### Task statement
Having read the records, set them all down exactly as they appear.

Start of Source material

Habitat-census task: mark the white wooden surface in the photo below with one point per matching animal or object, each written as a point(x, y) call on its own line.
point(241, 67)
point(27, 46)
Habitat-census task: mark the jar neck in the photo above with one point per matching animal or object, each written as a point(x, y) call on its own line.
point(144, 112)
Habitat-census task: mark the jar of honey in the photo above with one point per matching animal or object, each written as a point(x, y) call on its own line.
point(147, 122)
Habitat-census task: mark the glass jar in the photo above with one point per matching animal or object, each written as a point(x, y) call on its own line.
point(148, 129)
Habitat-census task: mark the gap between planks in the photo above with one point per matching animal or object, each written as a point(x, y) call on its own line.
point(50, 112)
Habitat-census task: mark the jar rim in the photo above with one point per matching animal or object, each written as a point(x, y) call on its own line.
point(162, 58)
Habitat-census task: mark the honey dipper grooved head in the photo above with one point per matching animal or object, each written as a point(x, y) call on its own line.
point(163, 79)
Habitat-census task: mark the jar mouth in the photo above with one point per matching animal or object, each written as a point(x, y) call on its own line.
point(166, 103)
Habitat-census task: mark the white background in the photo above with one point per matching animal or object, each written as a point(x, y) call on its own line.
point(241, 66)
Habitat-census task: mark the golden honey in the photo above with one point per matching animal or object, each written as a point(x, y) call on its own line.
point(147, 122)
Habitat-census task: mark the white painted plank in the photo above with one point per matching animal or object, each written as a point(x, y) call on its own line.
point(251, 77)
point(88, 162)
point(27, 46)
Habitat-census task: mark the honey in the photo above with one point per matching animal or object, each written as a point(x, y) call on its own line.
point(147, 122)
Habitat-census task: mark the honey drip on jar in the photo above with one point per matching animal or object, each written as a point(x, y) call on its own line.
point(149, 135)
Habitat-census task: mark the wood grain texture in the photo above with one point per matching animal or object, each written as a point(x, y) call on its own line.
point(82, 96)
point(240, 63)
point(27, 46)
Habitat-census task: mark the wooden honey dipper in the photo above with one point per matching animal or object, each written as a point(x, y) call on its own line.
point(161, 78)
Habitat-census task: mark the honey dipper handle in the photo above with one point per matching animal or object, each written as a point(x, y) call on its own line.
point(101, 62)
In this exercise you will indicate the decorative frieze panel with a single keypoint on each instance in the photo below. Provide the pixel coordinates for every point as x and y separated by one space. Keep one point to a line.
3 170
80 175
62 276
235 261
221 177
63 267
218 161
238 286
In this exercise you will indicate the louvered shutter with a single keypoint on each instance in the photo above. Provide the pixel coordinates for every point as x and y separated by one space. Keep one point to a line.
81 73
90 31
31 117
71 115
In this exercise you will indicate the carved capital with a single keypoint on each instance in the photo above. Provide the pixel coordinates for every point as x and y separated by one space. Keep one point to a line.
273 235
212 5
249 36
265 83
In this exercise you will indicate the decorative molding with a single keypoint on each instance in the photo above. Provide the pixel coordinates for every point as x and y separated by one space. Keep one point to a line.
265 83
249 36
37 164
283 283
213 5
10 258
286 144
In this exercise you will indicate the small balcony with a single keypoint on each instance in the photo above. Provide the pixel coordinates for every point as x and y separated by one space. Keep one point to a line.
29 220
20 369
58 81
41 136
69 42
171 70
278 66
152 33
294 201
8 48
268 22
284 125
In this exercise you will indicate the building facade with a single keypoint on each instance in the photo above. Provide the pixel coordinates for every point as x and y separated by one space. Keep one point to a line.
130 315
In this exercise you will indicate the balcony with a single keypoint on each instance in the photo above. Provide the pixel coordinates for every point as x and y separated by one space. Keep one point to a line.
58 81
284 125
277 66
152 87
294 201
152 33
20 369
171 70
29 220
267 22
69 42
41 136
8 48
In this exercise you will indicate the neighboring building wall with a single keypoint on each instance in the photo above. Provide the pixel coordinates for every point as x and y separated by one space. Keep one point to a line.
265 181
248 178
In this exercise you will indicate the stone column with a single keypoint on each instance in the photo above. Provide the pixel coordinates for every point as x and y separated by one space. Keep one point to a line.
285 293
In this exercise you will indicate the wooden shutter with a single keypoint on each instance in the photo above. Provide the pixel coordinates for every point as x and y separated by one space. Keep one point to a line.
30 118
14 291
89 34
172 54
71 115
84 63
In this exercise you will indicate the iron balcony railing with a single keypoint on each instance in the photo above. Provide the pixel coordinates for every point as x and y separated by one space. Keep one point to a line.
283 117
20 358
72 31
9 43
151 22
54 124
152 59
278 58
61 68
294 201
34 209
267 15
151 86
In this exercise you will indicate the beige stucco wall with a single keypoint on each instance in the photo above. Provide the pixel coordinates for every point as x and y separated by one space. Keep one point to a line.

End of Source material

### Output for this task
Habitat-census task: mark the white wooden surface in the photo below with one point per matching animal or object, each written as a point(x, y) call on its own line.
point(241, 67)
point(27, 46)
Habitat-census task: mark the jar neck in the photo above with one point per matching animal or object, each written as a point(x, y) call on its own line.
point(144, 112)
Habitat-census task: mark the jar of honey in the photo above with one point per matching animal or object, each written as a point(x, y) call on its own line.
point(147, 122)
Habitat-census task: mark the glass jar in the photo above with one point per matching animal or object, each written as a point(x, y) call on its own line.
point(148, 129)
Habitat-census task: mark the gap between planks in the photo above with one point per matching animal or object, each written as a point(x, y) call on its own line.
point(50, 112)
Habitat-census task: mark the jar rim in the photo above with one point per matching animal or object, each written as a point(x, y) call on its own line.
point(162, 58)
Habitat-census task: mark the honey dipper grooved head in the photo above with one point per matching animal or object, each written as a point(x, y) call on its own line.
point(163, 79)
Habitat-census task: mark the jar mouth in the photo above with one point per matching animal or object, each written as a point(x, y) call on its own line.
point(166, 103)
Habitat-census task: mark the white background in the photo above with one point per matching animal or object, each written as a point(x, y) call on its own line.
point(241, 66)
Habitat-census task: mark the golden honey in the photo above with one point per matching animal or object, each written as a point(x, y) call on its own line.
point(147, 122)
Habitat-census task: mark the white painted plank in the photo above with one point per matching animal or object, each written as a point(x, y) call on its own line.
point(251, 77)
point(88, 162)
point(27, 46)
Habitat-census task: mark the honey in the photo above with one point per matching animal or object, each written as a point(x, y) call on its own line.
point(147, 122)
Habitat-census task: mark the honey drip on jar in the photo above with one point per matching animal or object, each written as a point(x, y) call on its own line.
point(149, 135)
Habitat-census task: mark the wood grain texture in the photo above with one point per matching animal or object, each written as a point(x, y) call on its own line.
point(82, 96)
point(240, 63)
point(27, 46)
Habitat-census task: mark the wooden honey dipper in the photo above with one point per matching animal or object, each written as a point(x, y) call on its own line.
point(161, 78)
Habitat-census task: mark the honey dipper handle in the photo above with one point per matching animal or object, each written as a point(x, y) call on its own line.
point(101, 62)
In this exercise you will indicate the decorative frieze panel with a single keypoint on each instance in the photo below. Provide the pixel coordinates for every point as x and y separated by one space. Keep one point to a line.
3 170
80 175
62 276
235 261
221 177
63 267
218 161
238 286
In this exercise you will indicate the louvered shutter with a single keypoint on each instance in the photo above. Provide the pixel coordinates for every point as x and y separated by one space. Keep one point to a line.
81 73
90 31
31 117
71 115
In this exercise you will indicate the carved capital with a single keypoint on each instance in the photo above. Provide the pixel coordinates for every point as x and y separated by one space. Keep one point to a line.
273 235
212 5
249 36
265 83
In this exercise you will indicate the decorative molding with a single keypoint on each instance in the photo above. Provide the pixel coordinates for every point as x and y separated by one space. Keep one point to a line.
265 83
249 36
37 164
283 283
213 5
10 258
286 144
In this exercise you will indicate the small balcony with a single keypoint on each instance in the photo above. Provide the pixel coordinates for every point as x and y separated by one space. Keep one point to a line.
29 220
20 369
58 81
41 136
69 42
171 70
278 66
152 33
294 201
8 48
268 22
284 125
In this exercise you will indicate the building facade with a single keypoint on each instance in the photo above. Provide the pixel coordinates for every point as x and y separated by one space. Keep one point to a line.
130 315
In this exercise you will indicate the balcony with a single keypoint on each instance in the photo above. Provide the pixel coordinates for every point as x and y separated by one space. Keep one point to a line.
58 81
284 125
277 66
152 87
294 201
152 33
20 369
171 70
29 220
267 22
69 42
41 136
8 48
In this exercise you will indicate the neighboring building wall with a single keypoint on each instance in the photo above. Provide the pixel coordinates for every point as x and y separated by one space. Keep one point to a line.
265 181
248 178
In this exercise you will indicate the stone column with a single keypoint on each instance in the photo above. Provide the pixel coordinates for every point as x and y separated by one space. Keep one point to a line.
285 293
In this exercise you will indicate the wooden shutter with a single keypoint on each instance in the photo above. Provide the pixel coordinates for every point as x and y separated by one space. Keep one point to a line.
30 118
14 291
89 34
172 54
71 115
84 63
In this exercise you will indicate the iron balcony railing with a single keypoint on each instance in the photo above. Provide the pixel coordinates for every point as x and y separated by one space. Keep one point to a line.
283 117
20 358
72 31
9 43
151 22
54 124
152 59
278 58
61 68
294 201
34 209
267 15
151 86
In this exercise you will indicate the beige stucco wall with a single keypoint on each instance in the photo above. Provide the pixel coordinates for every point as x and y separated by one space. Keep one point to a line.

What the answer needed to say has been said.